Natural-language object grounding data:
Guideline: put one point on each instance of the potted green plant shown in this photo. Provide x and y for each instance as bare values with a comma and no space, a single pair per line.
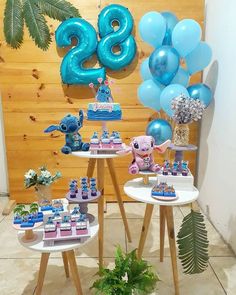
130,276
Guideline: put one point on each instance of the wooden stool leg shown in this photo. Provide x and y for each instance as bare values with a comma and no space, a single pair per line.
91,167
171,235
111,168
162,232
74,271
42,271
146,223
65,262
100,180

◆ **What is expected**
Although the records contain pictures, the copy should consist of their text alone, reproduced exactly.

◆ **Answer box**
Guideline: put one point on each instance of the potted green plant shown in this photo. Provide x and y for each instance as bare values with a comma and no space, a single pair per line.
130,276
Guideline: put one point on each instance of the wooden stool leg shown in this photo. Provide x and y for each instance as bare values with a comma and no space, a single pair per line.
91,167
171,235
111,168
162,232
74,271
42,271
146,223
65,262
100,180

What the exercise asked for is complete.